--- start of Data to process ---

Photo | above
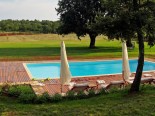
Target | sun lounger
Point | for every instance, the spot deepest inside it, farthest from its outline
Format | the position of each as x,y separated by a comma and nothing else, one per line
147,80
143,80
105,86
79,87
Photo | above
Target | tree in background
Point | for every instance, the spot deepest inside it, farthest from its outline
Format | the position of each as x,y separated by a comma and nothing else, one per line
34,26
129,19
76,16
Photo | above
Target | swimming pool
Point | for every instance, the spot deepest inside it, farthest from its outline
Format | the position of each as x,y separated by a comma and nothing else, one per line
88,68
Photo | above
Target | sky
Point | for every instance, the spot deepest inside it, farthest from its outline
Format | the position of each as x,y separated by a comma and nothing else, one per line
28,9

--- end of Data to process ---

### Given request
Write out all of the lines above again, requests included, but raise every x,y coordinate in the answers by 109. Leave the pictures out.

### Solution for this exercise
Photo | above
Target | sun lounger
Point | for every instance, the spot deepest inside it, farthest from its outline
Format | the position of each as x,y separated by a comma and nothing else, one per line
256,189
252,189
214,195
188,196
Photo | above
Target | tree in background
Point | for every instance, the spot deepest inside it, farthest from its outline
Format | the position of each as x,y separated by a comma and nothing else, one per line
143,135
238,128
185,125
Photo | above
Target | swimming pool
Point | for every instance, the spot deepest inside it, farthest from its outline
Format | the position of each as x,y separated by a comma and nothing else, one per line
197,177
Photo | above
Target | sky
Point | for every instance, the spot deepest inside it, farthest from its outline
Format | the position of each as x,y separated by a comma and nothing else, one per line
137,118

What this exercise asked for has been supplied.